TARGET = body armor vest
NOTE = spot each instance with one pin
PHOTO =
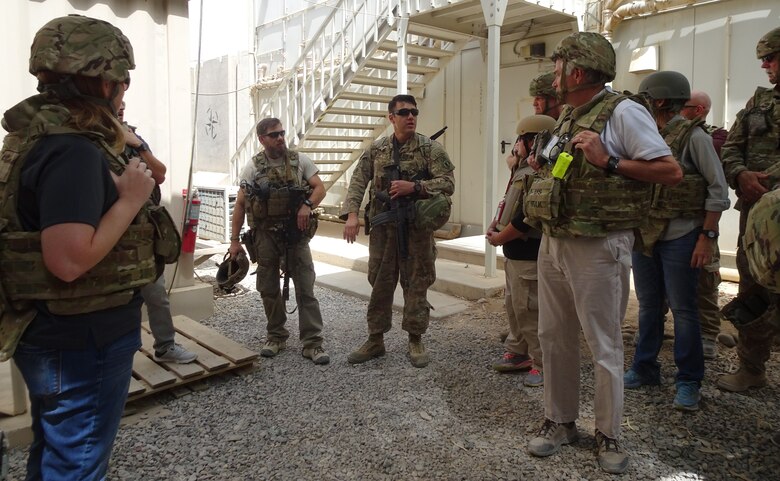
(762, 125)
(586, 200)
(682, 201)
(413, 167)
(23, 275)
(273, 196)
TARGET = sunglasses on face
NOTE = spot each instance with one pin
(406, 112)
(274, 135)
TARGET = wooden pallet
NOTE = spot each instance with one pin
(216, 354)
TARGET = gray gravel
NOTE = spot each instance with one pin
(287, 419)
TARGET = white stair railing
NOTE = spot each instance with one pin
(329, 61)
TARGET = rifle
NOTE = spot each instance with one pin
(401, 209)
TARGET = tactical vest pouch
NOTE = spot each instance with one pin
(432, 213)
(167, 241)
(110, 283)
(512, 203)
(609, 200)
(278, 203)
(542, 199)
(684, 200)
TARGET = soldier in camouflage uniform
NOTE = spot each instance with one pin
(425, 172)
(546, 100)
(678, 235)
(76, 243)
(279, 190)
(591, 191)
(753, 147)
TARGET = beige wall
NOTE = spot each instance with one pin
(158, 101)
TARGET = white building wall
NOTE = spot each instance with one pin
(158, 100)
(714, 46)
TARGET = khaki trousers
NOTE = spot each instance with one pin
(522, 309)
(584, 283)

════

Assignment: From the line holding "TARGET = sunglasses on face" down to the last line of the records above, restate each line exactly as written.

Output for this exercise:
TARGET = sunglasses on face
NOTE = spot each instance with one pin
(406, 112)
(274, 135)
TARGET = wooden pallet
NOTE = spot each instance with one pin
(216, 354)
TARGET = gray gravel
NOTE = spot each instance with one pin
(287, 419)
TARGET = white stair railing
NOTE = spot each instance with one pin
(329, 61)
TARGET = rifle
NOTE = spot each instance with one pin
(401, 209)
TARGET = tactical vest pouch
NOTE = spot each instance with one pin
(432, 213)
(167, 241)
(110, 283)
(512, 203)
(609, 200)
(278, 203)
(542, 199)
(684, 200)
TARGET = soldier in camouflage uniform
NOTE = spot each instance with one pin
(425, 172)
(546, 100)
(678, 235)
(76, 243)
(279, 190)
(591, 191)
(753, 147)
TARGET = beige wall
NOTE = spot each instance with one pin
(158, 101)
TARGET = white building wall
NOTE = spot each instance with one pin
(158, 100)
(714, 46)
TARGET = khaki trousers
NOTE = spot each instance with one pin
(522, 309)
(584, 283)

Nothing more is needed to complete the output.